• **Extracted entries**

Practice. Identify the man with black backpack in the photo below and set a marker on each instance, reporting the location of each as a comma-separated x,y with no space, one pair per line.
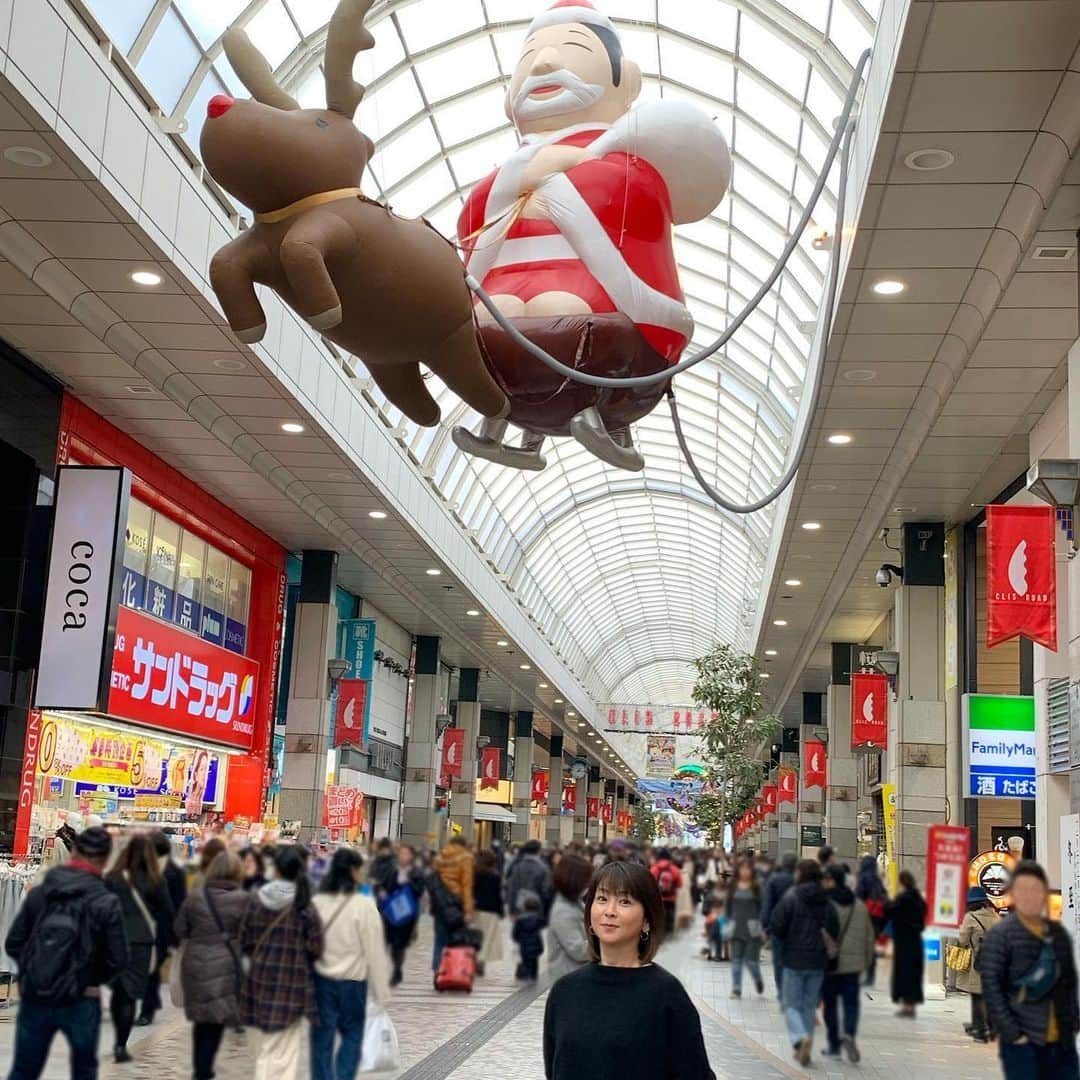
68,941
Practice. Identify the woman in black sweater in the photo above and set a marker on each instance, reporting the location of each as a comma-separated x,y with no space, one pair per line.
623,1015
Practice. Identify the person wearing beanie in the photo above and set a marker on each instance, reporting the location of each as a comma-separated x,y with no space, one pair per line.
68,941
981,919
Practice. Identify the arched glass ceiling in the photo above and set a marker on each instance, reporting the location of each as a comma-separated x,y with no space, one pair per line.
629,576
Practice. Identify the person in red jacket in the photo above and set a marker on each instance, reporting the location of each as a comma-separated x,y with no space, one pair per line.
669,880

• **Task to carry out**
Copy the entries verbatim, from the line containing "Practice. Identify the person wearing" through the end of the entries, both ends included.

• **Answer to the exercise**
Practice. Identify the person wearing beanie in the photo above and set a marker on each instance, reporting the location of each as a comma-separated x,y with no space, one pair per line.
68,941
981,919
Practice. Identify the arched glass ceiling in the photo above and set a marker on each instance, reporting the location of each as a comma-separated x,y with no space, one pair per line.
629,576
Practice. Identify the person in red jacket in the photo above and set a marker on each instance, reporting the location of each as a comma-separated x,y with no space, one pair per line.
669,880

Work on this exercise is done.